Supplied text start
How do you solve #\frac { 4} { 5} \div \frac { 1} { 2}#?

2 Answers

#8/5 = 1 3/5#

Explanation:

Write the problem as a complex fractions and then simplify by using the multiplicative inverse.

The fraction sign literally means to divide. So the problem is one fraction divided by a second fraction. The problem can be written

# (4/5)/(1/2) # This is called a complex fraction

To simplify the fraction multiply both sides by the inverse of the bottom fraction

# (1/2) xx (2/1) = (2/2) = (1/1)# By multiplying by the inverse the bottom term or fraction disappears.

The fairness principal states that what ever you do to one side must be done to the other side. ( The multiplication property of equality)

So both top fraction and the bottom fraction must be multiplied by the inverse # 2/1# This gives

#{ ( 4/5) xx ( 2/1)} /{ (1/2) xx (2/1)}# The bottom fraction turns to #(1/1)#

Giving this

#{ (4 xx 2)/(5xx1)}/ (1/1) = 8/5#

#8/5 = 1 3/5#

The key to dividing fractions is to use the inverse of the second fraction which becomes the denominator of the complex fraction.

Oct 22, 2016

#8/5 = 1 3/5#

Explanation:

Dividing by any number is the same as multiplying by its reciprocal.

For example, saying "10 divided by 2", is the same as "half of 10"

In Maths:

#10 color(red)(div 2) = 10 color(red)(xx 1/2)#

Dividing by a fraction is exactly the same. Multiply by its reciprocal.

#4/5 color(red)(div 1/2)#
#color(white)(.x)darr#
#4/5 color(red)(xx 2/1)" "larr# no cancelling to be done. Multiply across

=#8/5#

=#1 3/5#
Supplied text end
### Objective
From the thread on dividing fractions, set down word for word the part starting with "For example, saying" and going on through "Multiply by its reciprocal.".
Recorded data start
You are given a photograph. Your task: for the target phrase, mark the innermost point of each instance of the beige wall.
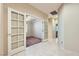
Recorded data end
### The result
For example, saying "10 divided by 2", is the same as "half of 10"

In Maths:

#10 color(red)(div 2) = 10 color(red)(xx 1/2)#

Dividing by a fraction is exactly the same. Multiply by its reciprocal.